THE TASK: How many lines in the entries below contain the word "white"? Reply with the number alone.
========================
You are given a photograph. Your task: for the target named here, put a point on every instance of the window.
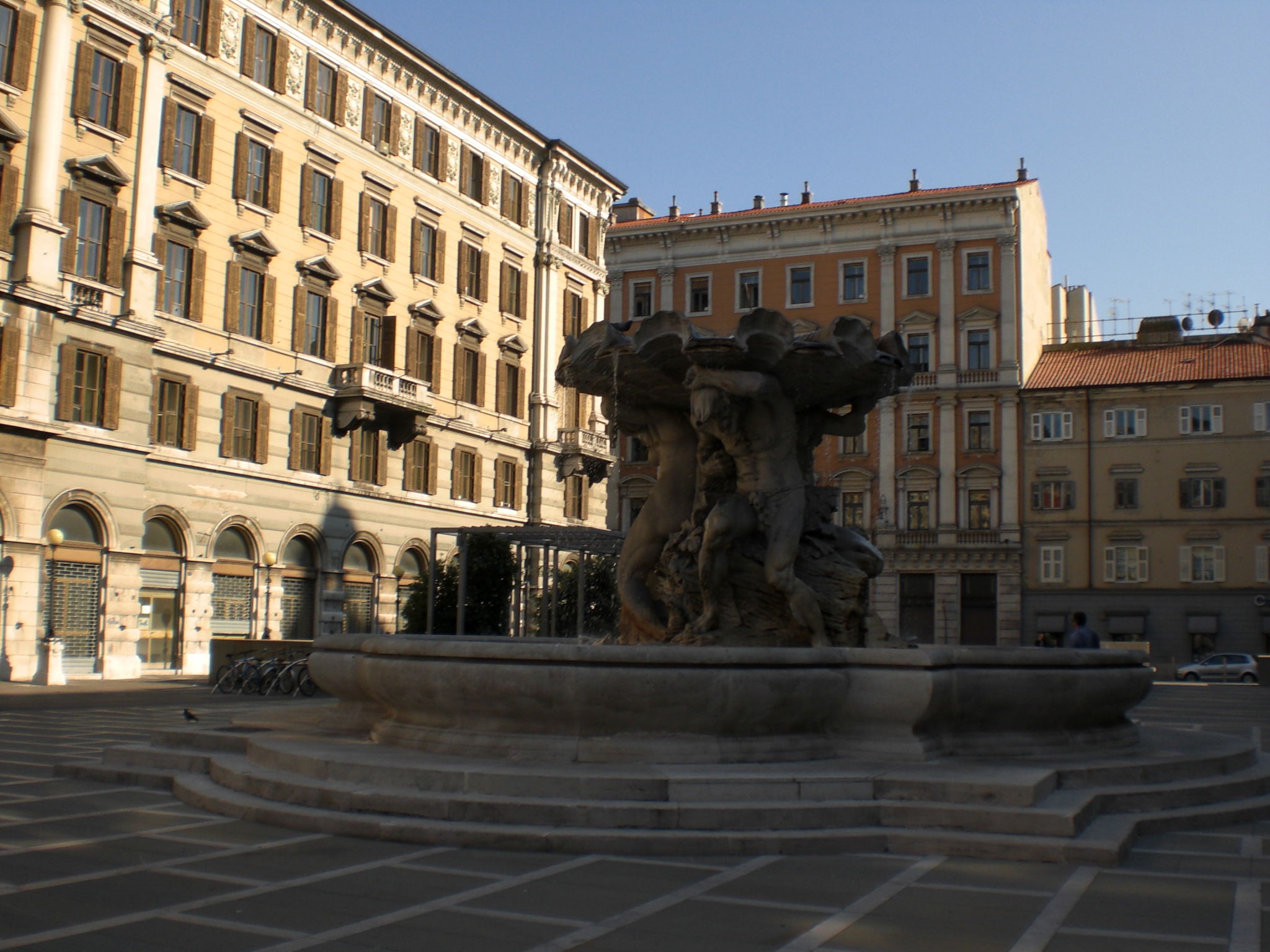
(1127, 493)
(978, 272)
(918, 433)
(917, 277)
(801, 286)
(978, 430)
(920, 352)
(1202, 418)
(699, 295)
(1052, 559)
(854, 281)
(505, 484)
(1124, 421)
(418, 475)
(978, 350)
(851, 509)
(365, 457)
(978, 508)
(642, 299)
(464, 475)
(1054, 494)
(917, 509)
(1052, 425)
(1202, 563)
(1124, 564)
(1202, 493)
(747, 291)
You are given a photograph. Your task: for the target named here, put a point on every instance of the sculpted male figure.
(753, 419)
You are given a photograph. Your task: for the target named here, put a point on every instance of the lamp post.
(271, 559)
(398, 571)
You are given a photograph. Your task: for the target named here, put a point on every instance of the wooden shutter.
(233, 289)
(241, 149)
(168, 139)
(190, 418)
(126, 103)
(337, 207)
(24, 41)
(213, 32)
(197, 284)
(262, 432)
(83, 77)
(65, 380)
(113, 385)
(11, 339)
(118, 244)
(390, 232)
(281, 59)
(340, 97)
(9, 175)
(273, 198)
(357, 340)
(206, 145)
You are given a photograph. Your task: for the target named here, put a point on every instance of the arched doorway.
(74, 610)
(159, 620)
(299, 588)
(233, 583)
(360, 589)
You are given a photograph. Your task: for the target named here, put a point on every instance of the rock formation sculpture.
(737, 544)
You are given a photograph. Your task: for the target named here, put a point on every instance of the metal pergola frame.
(548, 541)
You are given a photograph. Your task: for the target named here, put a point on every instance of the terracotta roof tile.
(1232, 358)
(837, 202)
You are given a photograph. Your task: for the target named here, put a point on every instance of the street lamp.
(271, 559)
(398, 571)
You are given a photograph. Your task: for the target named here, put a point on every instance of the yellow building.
(1147, 470)
(283, 295)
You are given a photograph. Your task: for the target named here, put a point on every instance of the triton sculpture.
(737, 544)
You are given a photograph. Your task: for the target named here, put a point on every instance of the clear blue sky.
(1146, 121)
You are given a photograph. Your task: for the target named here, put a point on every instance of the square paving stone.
(78, 903)
(1157, 904)
(329, 904)
(941, 920)
(290, 861)
(451, 931)
(592, 891)
(814, 880)
(695, 926)
(154, 935)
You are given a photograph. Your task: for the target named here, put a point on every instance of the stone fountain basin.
(557, 700)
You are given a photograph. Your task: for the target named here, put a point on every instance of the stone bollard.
(48, 667)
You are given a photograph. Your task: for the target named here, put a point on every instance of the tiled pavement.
(89, 867)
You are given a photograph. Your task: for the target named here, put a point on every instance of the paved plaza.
(93, 867)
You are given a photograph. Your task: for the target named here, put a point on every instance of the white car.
(1225, 667)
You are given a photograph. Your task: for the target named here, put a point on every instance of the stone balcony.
(380, 399)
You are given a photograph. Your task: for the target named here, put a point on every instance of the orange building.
(963, 276)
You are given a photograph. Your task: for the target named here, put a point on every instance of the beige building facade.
(283, 295)
(1147, 466)
(963, 275)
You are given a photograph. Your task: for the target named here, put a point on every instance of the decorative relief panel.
(231, 33)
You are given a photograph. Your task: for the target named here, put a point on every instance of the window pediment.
(99, 168)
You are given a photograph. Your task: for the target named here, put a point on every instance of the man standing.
(1081, 635)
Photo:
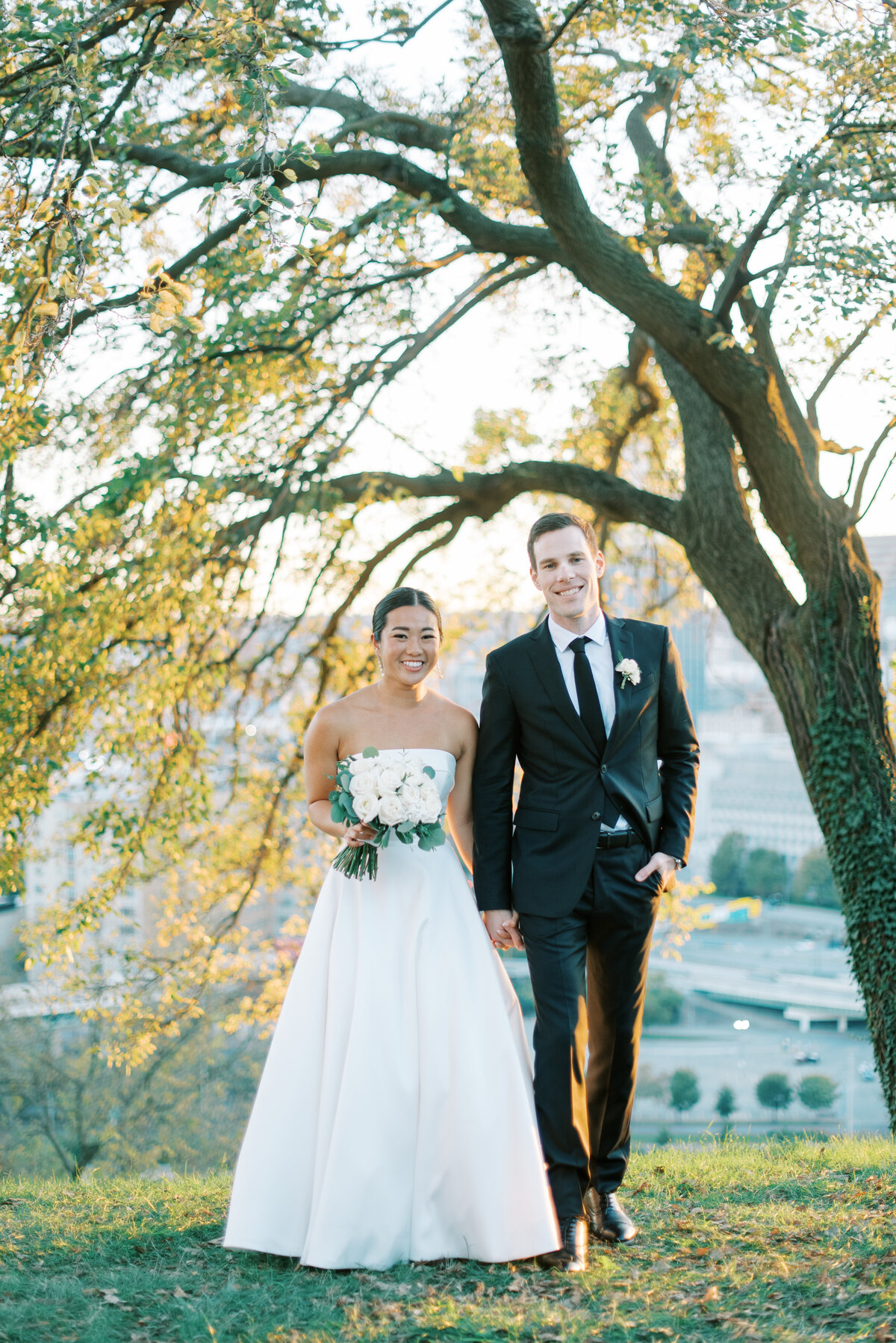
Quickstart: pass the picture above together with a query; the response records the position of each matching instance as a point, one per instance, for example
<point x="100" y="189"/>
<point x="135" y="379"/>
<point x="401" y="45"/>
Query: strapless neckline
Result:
<point x="410" y="751"/>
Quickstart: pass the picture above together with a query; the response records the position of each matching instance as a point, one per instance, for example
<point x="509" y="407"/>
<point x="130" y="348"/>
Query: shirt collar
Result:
<point x="563" y="638"/>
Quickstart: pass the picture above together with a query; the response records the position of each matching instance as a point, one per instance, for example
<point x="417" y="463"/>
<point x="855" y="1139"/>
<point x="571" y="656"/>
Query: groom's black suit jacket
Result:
<point x="539" y="860"/>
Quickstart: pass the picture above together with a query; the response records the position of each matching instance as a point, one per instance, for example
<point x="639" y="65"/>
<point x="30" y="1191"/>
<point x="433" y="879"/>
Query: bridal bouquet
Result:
<point x="393" y="797"/>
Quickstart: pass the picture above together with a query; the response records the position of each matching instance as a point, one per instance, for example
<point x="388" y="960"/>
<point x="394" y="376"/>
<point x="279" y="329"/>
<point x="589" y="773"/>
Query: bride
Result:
<point x="394" y="1119"/>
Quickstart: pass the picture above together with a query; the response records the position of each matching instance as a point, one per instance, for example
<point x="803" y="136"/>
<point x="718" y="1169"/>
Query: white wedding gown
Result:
<point x="394" y="1119"/>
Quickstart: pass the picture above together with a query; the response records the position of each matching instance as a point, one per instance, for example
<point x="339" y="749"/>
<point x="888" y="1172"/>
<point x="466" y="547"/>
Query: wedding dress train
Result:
<point x="394" y="1119"/>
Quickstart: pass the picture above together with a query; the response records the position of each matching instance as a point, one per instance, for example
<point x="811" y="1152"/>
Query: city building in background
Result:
<point x="750" y="782"/>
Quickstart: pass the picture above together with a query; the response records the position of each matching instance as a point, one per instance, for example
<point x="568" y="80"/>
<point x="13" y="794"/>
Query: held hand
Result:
<point x="664" y="864"/>
<point x="503" y="928"/>
<point x="359" y="834"/>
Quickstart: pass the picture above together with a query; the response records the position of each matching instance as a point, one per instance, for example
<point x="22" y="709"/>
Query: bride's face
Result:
<point x="408" y="645"/>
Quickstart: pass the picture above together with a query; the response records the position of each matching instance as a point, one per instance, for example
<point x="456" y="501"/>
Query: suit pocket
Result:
<point x="527" y="819"/>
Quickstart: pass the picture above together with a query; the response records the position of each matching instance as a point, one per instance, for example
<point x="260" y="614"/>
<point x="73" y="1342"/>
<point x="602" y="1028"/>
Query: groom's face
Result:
<point x="567" y="574"/>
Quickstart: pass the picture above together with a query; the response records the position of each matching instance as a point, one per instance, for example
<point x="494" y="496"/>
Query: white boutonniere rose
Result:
<point x="629" y="671"/>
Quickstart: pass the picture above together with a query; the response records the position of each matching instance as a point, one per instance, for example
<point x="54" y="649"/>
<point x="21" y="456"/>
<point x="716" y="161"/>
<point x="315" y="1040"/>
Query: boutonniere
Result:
<point x="629" y="669"/>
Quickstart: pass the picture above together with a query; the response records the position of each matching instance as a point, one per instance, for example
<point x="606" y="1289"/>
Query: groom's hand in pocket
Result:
<point x="662" y="864"/>
<point x="503" y="928"/>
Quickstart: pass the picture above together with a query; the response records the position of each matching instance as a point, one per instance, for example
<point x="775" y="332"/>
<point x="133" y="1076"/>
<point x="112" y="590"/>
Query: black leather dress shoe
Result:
<point x="573" y="1256"/>
<point x="608" y="1220"/>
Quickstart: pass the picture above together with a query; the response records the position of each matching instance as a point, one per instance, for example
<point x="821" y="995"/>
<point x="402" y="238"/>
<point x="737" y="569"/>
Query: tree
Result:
<point x="726" y="1103"/>
<point x="774" y="1092"/>
<point x="766" y="873"/>
<point x="815" y="881"/>
<point x="566" y="163"/>
<point x="63" y="1108"/>
<point x="662" y="1004"/>
<point x="684" y="1091"/>
<point x="727" y="866"/>
<point x="817" y="1092"/>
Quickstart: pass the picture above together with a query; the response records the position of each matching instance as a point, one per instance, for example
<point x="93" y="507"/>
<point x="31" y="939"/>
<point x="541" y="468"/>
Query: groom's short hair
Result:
<point x="555" y="523"/>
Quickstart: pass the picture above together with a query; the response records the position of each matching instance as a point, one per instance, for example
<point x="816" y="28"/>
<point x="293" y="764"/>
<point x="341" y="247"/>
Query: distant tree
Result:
<point x="662" y="1004"/>
<point x="815" y="881"/>
<point x="684" y="1091"/>
<point x="766" y="873"/>
<point x="817" y="1092"/>
<point x="774" y="1092"/>
<point x="726" y="1103"/>
<point x="63" y="1108"/>
<point x="727" y="865"/>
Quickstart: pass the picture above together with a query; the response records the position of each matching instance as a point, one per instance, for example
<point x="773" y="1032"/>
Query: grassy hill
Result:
<point x="788" y="1241"/>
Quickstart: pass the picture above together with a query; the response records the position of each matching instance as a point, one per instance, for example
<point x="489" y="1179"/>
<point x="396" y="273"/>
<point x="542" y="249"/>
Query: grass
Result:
<point x="786" y="1241"/>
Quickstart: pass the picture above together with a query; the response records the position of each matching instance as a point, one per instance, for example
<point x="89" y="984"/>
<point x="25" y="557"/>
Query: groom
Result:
<point x="594" y="711"/>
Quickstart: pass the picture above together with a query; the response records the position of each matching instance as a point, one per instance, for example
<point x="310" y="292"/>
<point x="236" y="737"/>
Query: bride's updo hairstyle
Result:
<point x="403" y="597"/>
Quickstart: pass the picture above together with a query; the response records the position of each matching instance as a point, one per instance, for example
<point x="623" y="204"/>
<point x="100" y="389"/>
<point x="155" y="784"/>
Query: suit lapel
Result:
<point x="621" y="646"/>
<point x="547" y="665"/>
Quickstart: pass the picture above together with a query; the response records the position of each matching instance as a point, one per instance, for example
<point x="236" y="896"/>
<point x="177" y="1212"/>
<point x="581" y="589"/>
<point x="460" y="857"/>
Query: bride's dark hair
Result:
<point x="403" y="597"/>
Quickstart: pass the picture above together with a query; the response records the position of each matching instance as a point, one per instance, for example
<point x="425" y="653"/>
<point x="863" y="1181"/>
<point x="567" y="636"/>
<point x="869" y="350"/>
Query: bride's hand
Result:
<point x="359" y="834"/>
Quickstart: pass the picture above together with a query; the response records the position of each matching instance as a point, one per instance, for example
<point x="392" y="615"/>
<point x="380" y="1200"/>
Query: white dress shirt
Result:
<point x="600" y="656"/>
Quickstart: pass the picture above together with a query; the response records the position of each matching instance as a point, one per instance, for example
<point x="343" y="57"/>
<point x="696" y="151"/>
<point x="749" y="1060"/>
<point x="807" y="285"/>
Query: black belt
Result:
<point x="618" y="840"/>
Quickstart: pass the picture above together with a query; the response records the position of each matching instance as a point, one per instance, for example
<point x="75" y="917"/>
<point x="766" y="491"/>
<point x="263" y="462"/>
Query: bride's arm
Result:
<point x="460" y="806"/>
<point x="321" y="759"/>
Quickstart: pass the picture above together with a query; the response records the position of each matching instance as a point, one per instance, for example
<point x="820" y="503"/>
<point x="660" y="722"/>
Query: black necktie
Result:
<point x="590" y="713"/>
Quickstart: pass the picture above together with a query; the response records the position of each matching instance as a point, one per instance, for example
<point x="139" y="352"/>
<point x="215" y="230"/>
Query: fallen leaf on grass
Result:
<point x="743" y="1329"/>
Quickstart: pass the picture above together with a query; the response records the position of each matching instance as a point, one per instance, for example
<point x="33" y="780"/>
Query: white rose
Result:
<point x="629" y="671"/>
<point x="388" y="781"/>
<point x="391" y="810"/>
<point x="367" y="807"/>
<point x="363" y="764"/>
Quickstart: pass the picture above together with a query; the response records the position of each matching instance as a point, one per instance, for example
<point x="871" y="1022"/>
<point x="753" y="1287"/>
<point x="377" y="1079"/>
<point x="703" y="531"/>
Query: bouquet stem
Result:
<point x="361" y="863"/>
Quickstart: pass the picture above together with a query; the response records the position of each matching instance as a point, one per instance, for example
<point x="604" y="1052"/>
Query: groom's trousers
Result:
<point x="588" y="977"/>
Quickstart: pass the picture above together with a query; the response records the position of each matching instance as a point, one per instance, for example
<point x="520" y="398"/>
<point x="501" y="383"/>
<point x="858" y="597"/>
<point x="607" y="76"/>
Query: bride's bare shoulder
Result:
<point x="460" y="718"/>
========================
TASK RESPONSE: 5